──────── Source records ────────
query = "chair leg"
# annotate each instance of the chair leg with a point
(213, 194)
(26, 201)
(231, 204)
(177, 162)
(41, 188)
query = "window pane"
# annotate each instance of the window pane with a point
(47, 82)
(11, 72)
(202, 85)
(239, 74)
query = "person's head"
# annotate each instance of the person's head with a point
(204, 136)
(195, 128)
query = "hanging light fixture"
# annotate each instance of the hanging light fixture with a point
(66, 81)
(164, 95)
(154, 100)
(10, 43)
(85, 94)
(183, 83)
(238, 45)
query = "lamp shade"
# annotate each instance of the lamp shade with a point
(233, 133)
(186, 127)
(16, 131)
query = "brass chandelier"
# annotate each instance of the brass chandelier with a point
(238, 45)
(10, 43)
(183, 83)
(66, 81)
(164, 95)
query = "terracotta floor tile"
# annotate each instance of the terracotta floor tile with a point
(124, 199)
────────
[Work to complete]
Copy every line of the records above, text lines included, and shift each point by adding 28 to both of its coordinates.

[Full output]
query = "chair leg"
# annotate each instance of the chair leg with a point
(241, 222)
(54, 229)
(259, 232)
(205, 190)
(69, 216)
query = "window pane"
# annotate each instance of the window pane with a point
(75, 110)
(39, 100)
(230, 113)
(267, 102)
query = "person's head"
# annotate each instance of the person's head with a point
(232, 164)
(223, 156)
query = "hanging light fixture"
# annotate each instance of the hanging light fixture with a point
(94, 109)
(192, 123)
(182, 128)
(38, 71)
(113, 122)
(211, 111)
(266, 73)
query = "lamp shade"
# annotate each instance of the lamp shade with a point
(261, 161)
(214, 155)
(44, 159)
query = "brass chandelier"
# annotate each instance of the brass chandelier with a point
(266, 73)
(38, 71)
(211, 111)
(94, 109)
(192, 123)
query = "terracotta floor tile"
# annotate each instance of the terracotta floor tile with a point
(152, 227)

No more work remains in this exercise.